● Aim of the task:
Copy out the records below word for word, keeping every line as it stands.

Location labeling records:
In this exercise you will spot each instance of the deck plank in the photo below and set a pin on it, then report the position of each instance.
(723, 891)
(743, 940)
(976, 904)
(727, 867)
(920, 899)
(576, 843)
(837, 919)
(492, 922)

● The response:
In this exercise you will spot each instance of the deck plank in the photo below and set a pin on it, then report the position of each instance.
(723, 891)
(743, 940)
(976, 904)
(727, 867)
(920, 899)
(576, 843)
(837, 919)
(492, 922)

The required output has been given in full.